### Exercise objective
Continue the passage on on-call culture below from the point where it stops.

### Text passage
-------------------------

Building a Healthier On-Call Culture

On-call is a tax on engineering teams. High-functioning teams minimize it. Low-functioning teams normalize it.

Signs the on-call rotation is unsustainable:

More than 2–3 pages per week per on-call engineer
Pages firing between midnight and 6 AM more than once a week
Engineers muting alert channels
Turnover correlated with on-call rotation

The fix is almost always the same four changes:

Audit alert thresholds. Most teams have monitors set to alert on single failures from single locations. Requiring 2 consecutive failures from multiple regions eliminates the majority of false positives without meaningfully delaying real incident detection.
Add multi-region consensus. A single-region monitor that sees a transient routing issue fires an alert that wakes someone up for a problem that self-resolved in 30 seconds. Multi-region consensus means an alert only fires when multiple independent probe locations all confirm the failure.

-------------------------

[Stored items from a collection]

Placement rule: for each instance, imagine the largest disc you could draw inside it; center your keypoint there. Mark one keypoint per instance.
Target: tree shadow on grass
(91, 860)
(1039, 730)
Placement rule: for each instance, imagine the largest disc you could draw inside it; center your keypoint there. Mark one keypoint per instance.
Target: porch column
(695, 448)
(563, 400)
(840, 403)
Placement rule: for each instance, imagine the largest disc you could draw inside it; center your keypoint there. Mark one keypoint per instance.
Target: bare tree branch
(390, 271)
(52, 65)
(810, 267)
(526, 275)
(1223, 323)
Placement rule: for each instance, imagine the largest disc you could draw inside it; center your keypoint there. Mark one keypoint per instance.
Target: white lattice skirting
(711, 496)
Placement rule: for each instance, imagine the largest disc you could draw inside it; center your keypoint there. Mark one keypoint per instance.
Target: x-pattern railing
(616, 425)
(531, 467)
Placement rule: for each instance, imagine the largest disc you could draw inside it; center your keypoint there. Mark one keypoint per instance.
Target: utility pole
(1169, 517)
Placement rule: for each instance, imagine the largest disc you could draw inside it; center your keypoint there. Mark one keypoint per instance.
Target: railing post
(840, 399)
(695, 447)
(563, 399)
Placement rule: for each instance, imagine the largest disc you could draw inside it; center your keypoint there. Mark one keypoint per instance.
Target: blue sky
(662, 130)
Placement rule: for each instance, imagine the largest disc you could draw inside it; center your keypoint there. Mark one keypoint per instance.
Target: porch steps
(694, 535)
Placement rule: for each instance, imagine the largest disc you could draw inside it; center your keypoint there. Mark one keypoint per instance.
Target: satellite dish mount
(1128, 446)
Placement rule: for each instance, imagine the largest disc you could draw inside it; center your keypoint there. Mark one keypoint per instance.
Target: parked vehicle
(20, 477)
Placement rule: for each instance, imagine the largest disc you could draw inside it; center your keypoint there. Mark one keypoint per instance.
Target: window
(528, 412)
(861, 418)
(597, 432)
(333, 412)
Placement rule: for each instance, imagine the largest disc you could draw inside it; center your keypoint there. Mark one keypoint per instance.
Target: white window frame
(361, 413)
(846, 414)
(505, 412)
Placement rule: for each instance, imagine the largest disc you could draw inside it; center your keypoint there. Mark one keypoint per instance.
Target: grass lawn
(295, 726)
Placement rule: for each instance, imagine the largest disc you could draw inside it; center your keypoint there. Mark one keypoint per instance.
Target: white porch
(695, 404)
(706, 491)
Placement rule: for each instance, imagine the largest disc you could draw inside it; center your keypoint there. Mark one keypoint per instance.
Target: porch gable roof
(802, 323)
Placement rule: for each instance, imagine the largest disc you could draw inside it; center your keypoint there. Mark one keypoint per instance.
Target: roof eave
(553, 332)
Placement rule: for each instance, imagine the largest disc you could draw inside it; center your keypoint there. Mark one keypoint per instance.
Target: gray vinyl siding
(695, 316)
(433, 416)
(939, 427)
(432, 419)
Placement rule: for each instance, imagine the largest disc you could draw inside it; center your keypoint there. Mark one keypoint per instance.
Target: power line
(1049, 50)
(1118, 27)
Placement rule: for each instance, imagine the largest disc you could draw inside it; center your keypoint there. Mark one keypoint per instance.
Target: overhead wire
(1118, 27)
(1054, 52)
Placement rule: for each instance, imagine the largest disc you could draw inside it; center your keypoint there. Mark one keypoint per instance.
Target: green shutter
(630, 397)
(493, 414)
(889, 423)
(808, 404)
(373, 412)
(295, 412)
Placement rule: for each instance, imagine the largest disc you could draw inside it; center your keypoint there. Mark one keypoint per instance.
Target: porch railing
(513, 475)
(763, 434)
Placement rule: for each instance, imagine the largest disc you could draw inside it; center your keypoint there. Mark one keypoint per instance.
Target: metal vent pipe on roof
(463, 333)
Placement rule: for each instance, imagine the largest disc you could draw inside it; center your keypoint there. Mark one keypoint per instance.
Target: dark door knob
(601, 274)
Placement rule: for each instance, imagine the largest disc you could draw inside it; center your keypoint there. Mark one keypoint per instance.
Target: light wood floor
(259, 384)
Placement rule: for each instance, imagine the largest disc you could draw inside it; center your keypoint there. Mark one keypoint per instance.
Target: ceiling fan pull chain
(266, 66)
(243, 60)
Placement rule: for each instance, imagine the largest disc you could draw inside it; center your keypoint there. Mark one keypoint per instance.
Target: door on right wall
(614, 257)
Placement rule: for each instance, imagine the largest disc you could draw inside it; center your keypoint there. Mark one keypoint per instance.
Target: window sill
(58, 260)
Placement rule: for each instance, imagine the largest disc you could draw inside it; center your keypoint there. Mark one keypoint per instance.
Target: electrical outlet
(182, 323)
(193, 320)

-------------------------

### Expected output
Write runbooks for the 5 most common alerts. Teams that have runbooks recover faster and escalate less. The time investment in writing a runbook is paid back in the first incident that uses it.
Hold blameless postmortems. Teams that run postmortems fix systemic causes instead of just patching symptoms. The same incident type stops recurring.

The end state is an on-call rotation where real incidents are uncommon, detection is fast, runbooks exist for known failure patterns, and the engineer on call can sleep.

Quick Reference Card

Keep this accessible during incidents.

Alert fires
    │
    ├─ Acknowledge in alerting tool
    ├─ Post to #incidents (template: 🔴 Investigating...)
    ├─ Update status page ("Investigating")
    ├─ Note incident start time
    │
    └─ Runbook exists for this alert?
           │
           ├─ YES: Follow it
           │
           └─ NO: DIME checklist
                    │
                    ├─ D: Recent deployment? → Roll back, then investigate
                    ├─ I: Infrastructure change? → Revert if possible
                    ├─ M: Metrics spike? → Correlate with incident start time
                    └─ E: External dependency? → Check vendor status page
                    │
                    └─ 15 min, no root cause?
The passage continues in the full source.